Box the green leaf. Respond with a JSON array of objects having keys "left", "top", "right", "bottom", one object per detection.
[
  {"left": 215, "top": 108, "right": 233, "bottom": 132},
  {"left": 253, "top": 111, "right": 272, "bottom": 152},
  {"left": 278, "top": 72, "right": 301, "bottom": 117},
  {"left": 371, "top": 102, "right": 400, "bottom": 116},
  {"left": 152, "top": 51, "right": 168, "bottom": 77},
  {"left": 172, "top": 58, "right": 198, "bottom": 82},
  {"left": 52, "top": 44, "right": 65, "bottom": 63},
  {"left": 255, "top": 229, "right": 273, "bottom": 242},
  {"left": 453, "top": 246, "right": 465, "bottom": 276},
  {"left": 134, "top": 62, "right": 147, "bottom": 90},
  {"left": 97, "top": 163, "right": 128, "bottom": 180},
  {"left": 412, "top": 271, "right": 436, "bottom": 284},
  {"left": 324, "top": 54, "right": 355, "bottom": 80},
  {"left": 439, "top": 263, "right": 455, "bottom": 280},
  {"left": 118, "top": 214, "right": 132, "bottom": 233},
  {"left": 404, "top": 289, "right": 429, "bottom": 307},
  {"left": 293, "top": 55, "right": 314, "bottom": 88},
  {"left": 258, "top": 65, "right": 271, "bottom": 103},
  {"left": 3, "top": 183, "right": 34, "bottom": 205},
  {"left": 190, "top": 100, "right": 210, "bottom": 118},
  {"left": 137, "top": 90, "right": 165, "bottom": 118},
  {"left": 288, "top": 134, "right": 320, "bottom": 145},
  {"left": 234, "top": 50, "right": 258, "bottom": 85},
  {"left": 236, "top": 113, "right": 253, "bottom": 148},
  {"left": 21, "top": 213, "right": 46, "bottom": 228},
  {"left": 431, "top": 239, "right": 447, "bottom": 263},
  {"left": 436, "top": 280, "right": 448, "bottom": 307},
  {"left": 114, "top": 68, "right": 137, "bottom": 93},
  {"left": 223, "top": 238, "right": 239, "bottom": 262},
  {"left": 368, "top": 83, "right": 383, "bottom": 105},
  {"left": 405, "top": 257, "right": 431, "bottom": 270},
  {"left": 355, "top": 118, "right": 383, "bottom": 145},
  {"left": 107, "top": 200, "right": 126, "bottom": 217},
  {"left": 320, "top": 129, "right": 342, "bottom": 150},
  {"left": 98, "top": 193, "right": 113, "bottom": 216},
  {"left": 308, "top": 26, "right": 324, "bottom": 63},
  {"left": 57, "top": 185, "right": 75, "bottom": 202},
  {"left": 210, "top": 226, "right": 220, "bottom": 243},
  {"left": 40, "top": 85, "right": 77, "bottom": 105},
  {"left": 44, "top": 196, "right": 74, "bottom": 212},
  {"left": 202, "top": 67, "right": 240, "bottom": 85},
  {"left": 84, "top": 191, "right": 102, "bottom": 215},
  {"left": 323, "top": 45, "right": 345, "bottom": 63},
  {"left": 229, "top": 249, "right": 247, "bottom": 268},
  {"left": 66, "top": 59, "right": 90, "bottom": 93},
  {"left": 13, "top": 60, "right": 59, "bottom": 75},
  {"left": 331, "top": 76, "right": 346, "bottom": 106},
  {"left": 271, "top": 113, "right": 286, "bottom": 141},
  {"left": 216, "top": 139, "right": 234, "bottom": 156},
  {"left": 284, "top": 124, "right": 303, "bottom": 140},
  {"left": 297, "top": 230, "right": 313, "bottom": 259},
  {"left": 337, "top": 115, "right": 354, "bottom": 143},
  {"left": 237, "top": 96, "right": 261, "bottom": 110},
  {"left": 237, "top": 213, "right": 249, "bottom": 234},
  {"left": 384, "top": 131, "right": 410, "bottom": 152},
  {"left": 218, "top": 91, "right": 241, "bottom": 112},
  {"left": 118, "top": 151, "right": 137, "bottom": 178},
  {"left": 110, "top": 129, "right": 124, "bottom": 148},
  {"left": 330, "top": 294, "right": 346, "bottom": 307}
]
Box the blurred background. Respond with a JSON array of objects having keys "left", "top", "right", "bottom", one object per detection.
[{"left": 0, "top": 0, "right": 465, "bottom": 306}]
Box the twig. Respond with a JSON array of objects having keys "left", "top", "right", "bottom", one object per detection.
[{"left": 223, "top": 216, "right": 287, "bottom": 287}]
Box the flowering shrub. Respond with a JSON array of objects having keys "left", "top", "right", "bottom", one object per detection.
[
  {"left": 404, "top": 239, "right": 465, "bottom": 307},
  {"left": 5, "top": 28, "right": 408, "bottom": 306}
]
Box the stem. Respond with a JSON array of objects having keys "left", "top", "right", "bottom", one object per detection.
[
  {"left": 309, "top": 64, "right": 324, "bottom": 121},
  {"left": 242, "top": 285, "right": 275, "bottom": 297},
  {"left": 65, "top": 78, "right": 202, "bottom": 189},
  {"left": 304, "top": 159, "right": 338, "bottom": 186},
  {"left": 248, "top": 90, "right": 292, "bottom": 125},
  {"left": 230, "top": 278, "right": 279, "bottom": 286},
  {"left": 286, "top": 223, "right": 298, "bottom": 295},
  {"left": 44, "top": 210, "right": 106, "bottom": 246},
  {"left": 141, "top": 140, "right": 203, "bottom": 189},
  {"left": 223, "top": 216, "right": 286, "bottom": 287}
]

========

## AIM OF THE TASK
Count the lines in the material above that contain the string "with", treating uppercase and lowercase letters as distinct. Give only the number.

## OUTPUT BELOW
5